= Beginning of Section =

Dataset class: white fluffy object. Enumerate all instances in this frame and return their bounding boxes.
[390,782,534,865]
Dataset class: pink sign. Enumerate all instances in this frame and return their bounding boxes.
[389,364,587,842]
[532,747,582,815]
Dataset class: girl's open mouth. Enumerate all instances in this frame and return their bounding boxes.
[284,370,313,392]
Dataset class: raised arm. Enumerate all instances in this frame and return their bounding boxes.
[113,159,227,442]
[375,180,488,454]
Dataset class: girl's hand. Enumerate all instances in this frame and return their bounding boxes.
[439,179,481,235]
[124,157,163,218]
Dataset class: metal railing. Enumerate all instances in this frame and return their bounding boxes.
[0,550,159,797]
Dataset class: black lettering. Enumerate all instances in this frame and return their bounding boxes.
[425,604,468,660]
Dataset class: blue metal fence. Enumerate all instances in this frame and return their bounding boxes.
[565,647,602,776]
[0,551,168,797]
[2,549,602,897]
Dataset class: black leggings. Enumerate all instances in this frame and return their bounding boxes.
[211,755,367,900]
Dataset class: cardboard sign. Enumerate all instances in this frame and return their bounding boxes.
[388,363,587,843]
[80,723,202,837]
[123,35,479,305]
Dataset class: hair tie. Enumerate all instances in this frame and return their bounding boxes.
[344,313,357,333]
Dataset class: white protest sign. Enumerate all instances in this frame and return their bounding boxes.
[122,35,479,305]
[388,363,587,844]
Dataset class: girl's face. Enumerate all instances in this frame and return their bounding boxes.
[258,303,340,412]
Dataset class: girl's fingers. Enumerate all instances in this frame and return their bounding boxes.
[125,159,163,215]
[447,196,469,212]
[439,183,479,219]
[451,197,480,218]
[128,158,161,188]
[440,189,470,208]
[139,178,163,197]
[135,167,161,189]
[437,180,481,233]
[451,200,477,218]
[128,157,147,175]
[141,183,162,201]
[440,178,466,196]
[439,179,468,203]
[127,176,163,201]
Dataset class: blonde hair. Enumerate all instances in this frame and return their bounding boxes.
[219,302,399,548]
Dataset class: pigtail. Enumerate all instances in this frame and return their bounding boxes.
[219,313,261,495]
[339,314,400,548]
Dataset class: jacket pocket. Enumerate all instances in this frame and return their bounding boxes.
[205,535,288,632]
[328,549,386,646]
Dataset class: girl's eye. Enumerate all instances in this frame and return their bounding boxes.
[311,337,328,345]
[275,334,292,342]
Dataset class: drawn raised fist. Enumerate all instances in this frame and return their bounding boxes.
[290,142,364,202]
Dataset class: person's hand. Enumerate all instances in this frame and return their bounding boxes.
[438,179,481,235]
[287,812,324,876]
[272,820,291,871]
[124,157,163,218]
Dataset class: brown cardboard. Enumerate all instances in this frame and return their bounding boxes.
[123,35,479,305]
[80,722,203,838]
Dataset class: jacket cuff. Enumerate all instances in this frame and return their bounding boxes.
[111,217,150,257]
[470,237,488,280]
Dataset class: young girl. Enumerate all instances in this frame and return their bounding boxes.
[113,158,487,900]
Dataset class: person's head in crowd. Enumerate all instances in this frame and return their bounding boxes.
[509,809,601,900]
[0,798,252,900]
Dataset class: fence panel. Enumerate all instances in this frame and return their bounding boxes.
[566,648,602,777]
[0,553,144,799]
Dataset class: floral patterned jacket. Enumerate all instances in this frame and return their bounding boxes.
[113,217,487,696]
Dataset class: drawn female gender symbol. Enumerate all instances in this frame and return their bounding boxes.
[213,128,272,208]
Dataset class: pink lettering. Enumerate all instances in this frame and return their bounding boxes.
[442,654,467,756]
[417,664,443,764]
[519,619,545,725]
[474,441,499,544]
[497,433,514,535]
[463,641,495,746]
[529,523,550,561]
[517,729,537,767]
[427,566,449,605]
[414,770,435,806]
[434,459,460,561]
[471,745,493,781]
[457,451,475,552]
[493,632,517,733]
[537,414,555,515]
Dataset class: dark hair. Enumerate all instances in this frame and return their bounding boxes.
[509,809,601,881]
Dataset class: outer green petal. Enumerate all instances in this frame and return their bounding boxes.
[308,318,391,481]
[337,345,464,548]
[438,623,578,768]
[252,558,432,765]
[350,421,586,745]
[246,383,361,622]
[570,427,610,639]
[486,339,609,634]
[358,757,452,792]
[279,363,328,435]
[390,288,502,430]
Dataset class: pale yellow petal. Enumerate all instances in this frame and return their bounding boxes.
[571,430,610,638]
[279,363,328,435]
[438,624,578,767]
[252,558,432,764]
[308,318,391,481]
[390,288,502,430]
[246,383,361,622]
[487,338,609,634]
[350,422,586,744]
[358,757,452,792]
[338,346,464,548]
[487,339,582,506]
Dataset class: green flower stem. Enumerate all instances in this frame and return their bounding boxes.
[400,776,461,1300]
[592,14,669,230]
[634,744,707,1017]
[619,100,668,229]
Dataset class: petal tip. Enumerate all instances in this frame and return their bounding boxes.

= End of Section =

§ **Exercise goal**: Repeat all of the data exactly. Include every line.

§ **Expected answer**:
Dataset class: white fluffy object. Enumerate all instances in this frame and return their bounding boxes.
[390,782,534,865]
Dataset class: pink sign. Enumerate all instances in this frame and return their bounding boxes.
[389,364,587,842]
[532,747,582,815]
Dataset class: girl's open mouth. Enumerate all instances in this frame and return their bounding boxes.
[284,370,313,392]
Dataset class: raised arm. Enumerate all instances in this frame and return their bounding boxes.
[113,159,227,442]
[375,180,488,454]
Dataset class: girl's hand. Enumerate all instances in this frame and return their bounding boxes.
[439,179,481,235]
[124,157,163,218]
Dataset class: metal railing. Enumerate all instances in this frame and return their bounding boxes.
[0,550,159,797]
Dataset class: black lettering. Enumerate all instances in this frame and return their bounding boxes.
[425,604,468,660]
Dataset class: blue metal fence. Enumerate all instances in this frame and return their bounding boxes.
[565,647,602,776]
[0,551,168,797]
[2,549,602,897]
Dataset class: black leggings. Enumerate all instances in this frame and return their bounding boxes.
[211,755,367,900]
Dataset class: cardboard sign. Enumerate all instances in this frame and return their bounding boxes.
[388,363,587,843]
[80,723,202,837]
[123,35,479,305]
Dataset class: hair tie. Enumerate all instances in this frame and return their bounding boxes.
[344,313,357,333]
Dataset class: white protest sign. Enumerate all instances in this frame and return their bounding boxes.
[122,35,479,305]
[388,363,587,844]
Dataset class: girl's face. Enumerate all instances in this frame and return their bounding boxes.
[258,303,340,412]
Dataset class: girl's fingers. Enumerate all instances in this frame and return their bounding boxes.
[125,159,163,215]
[447,196,469,212]
[439,183,479,219]
[451,197,480,218]
[128,158,161,188]
[440,189,470,208]
[139,178,163,197]
[135,167,161,189]
[437,180,481,233]
[451,200,477,218]
[128,157,147,175]
[141,183,162,201]
[440,178,466,196]
[439,179,468,203]
[127,176,163,201]
Dataset class: blonde hair. Enumerate all instances in this frame and return their bounding boxes.
[219,302,399,548]
Dataset class: pigtail. Enumerate all instances in this frame and return their bounding boxes.
[219,313,261,495]
[339,314,400,548]
Dataset class: jacket pocket. Enumerate all instances in this frame and return their bounding boxes.
[205,535,288,632]
[328,549,386,646]
Dataset class: girl's eye. Enumerate all instances in this frame and return their bounding boxes.
[311,337,328,345]
[275,334,292,342]
Dataset class: drawn raised fist. Enumerate all instances in this frame and return their bounding boxes.
[290,142,364,202]
Dataset class: person's hand. Enumerate all instances in this frame and return their bounding boxes.
[438,179,481,235]
[287,812,324,876]
[272,820,291,871]
[124,157,163,218]
Dataset class: brown cardboard. Enumerate all instances in this frame and return their bounding boxes.
[123,35,479,305]
[80,722,203,838]
Dataset class: jacket cuff. Enumerate all instances in this frame and return their bounding boxes.
[111,217,150,257]
[470,237,488,280]
Dataset class: young girl. Enumerate all instances in this frame and return their bounding boxes.
[113,158,487,900]
Dataset class: person's head in crowd. Enumerate all instances in this frame and return their bounding boxes.
[509,809,601,900]
[0,798,252,900]
Dataset class: fence panel. Enumerate all instances in this frame and return their bounding boxes.
[566,648,602,777]
[0,553,144,799]
Dataset class: floral patterned jacket. Enumerate all instances in this frame and return their bounding boxes.
[113,217,487,696]
Dataset class: drawn female gender symbol. Enumerate all instances in this frame and return their bounding boxes.
[213,128,272,208]
Dataset class: pink lettering. Enumerate all instances in this frame and return their bounding boxes.
[442,654,467,756]
[417,664,443,764]
[519,619,545,725]
[474,441,499,544]
[497,433,514,535]
[463,641,495,746]
[529,523,550,561]
[517,729,537,767]
[427,566,449,605]
[414,770,435,806]
[434,459,460,561]
[471,745,493,781]
[457,451,475,552]
[493,632,517,733]
[537,414,555,515]
Dataset class: dark hair. Enumerate all instances in this frame and return their bounding boxes.
[509,809,601,881]
Dataset class: outer green petal. Enumerate all instances in this frame and return their bounding boxes.
[308,318,391,481]
[337,345,464,548]
[438,623,578,768]
[252,558,432,765]
[350,421,586,745]
[246,383,361,622]
[570,427,610,639]
[486,339,609,634]
[358,757,452,792]
[279,363,328,435]
[390,288,502,430]
Dataset class: pale yellow petal. Enumerate all instances in this frame and return their bounding boxes.
[571,430,610,638]
[279,363,328,435]
[438,624,578,767]
[252,558,432,764]
[308,318,391,481]
[390,288,502,430]
[246,383,361,622]
[487,338,609,634]
[350,422,586,744]
[358,757,452,792]
[338,346,464,548]
[487,339,582,506]
Dataset class: green flower stem. Enumerate all instances in this frame and return their bounding boxes.
[400,776,461,1300]
[592,14,669,230]
[634,744,707,1017]
[619,100,668,229]
Dataset class: petal tip. Enumerate all instances in this frame and return their bounding boxes.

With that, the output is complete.